» Problem statement
Starting with the line containing "Reviewer note. Check that each instance of the wristwatch" and going on through the line containing "[(74, 175)]", output only those item lines as a Markdown table with the columns Row and Line, leaving out blank lines and numbering each row.

» Recorded data

------------------------------------------------

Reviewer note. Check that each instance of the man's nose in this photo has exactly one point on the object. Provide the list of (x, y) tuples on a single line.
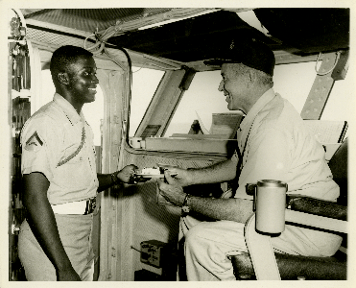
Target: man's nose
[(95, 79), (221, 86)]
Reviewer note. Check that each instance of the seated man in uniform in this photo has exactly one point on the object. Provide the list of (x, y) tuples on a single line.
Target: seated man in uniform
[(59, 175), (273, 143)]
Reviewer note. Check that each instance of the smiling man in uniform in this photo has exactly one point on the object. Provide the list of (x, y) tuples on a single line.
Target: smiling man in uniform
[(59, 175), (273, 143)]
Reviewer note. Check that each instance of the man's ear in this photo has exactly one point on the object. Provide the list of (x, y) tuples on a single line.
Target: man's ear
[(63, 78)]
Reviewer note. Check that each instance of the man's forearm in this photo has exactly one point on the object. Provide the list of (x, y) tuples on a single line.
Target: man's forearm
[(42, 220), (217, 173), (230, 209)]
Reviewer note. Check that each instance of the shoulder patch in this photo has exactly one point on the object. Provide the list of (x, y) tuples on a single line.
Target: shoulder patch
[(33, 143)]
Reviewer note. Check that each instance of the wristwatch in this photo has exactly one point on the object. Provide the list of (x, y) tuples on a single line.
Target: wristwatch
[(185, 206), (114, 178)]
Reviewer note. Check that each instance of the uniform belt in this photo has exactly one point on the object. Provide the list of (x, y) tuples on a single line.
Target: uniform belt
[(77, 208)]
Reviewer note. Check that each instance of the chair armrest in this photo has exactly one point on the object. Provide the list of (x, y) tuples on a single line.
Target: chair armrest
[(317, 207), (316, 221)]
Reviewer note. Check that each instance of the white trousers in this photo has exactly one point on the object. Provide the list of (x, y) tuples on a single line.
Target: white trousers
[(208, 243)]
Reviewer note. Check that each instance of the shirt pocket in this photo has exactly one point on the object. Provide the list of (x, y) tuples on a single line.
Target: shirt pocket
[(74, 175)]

------------------------------------------------

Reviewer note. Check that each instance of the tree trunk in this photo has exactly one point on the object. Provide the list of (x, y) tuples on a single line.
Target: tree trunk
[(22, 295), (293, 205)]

------------------------------------------------

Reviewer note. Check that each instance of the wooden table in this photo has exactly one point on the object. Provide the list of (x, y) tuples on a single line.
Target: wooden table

------------------------------------------------

» Written response
| Row | Line |
|---|---|
| 1 | Reviewer note. Check that each instance of the wristwatch in this photo has exactly one point on the object. Provide the list of (x, y) tuples on a single line. |
| 2 | Target: wristwatch |
| 3 | [(185, 206), (114, 178)] |
| 4 | Reviewer note. Check that each instance of the uniform belt in this photo has exactly one point on the object. Provide the list of (x, y) tuples on a single line. |
| 5 | Target: uniform belt |
| 6 | [(77, 208)] |
| 7 | Reviewer note. Check that each instance of the chair armrest in this photo has exactly one point on the object. Provide the list of (x, y) tuples on a single line. |
| 8 | Target: chair armrest |
| 9 | [(317, 207), (316, 221)] |
| 10 | Reviewer note. Check that each instance of the white trousers in this photo has exactly one point on the object. Provide the list of (x, y) tuples on a single line. |
| 11 | Target: white trousers |
| 12 | [(208, 243)] |
| 13 | Reviewer note. Check that each instance of the shirt pocket in this photo has exactly one point on the object. Provide the list of (x, y) tuples on a single line. |
| 14 | Target: shirt pocket |
| 15 | [(74, 175)] |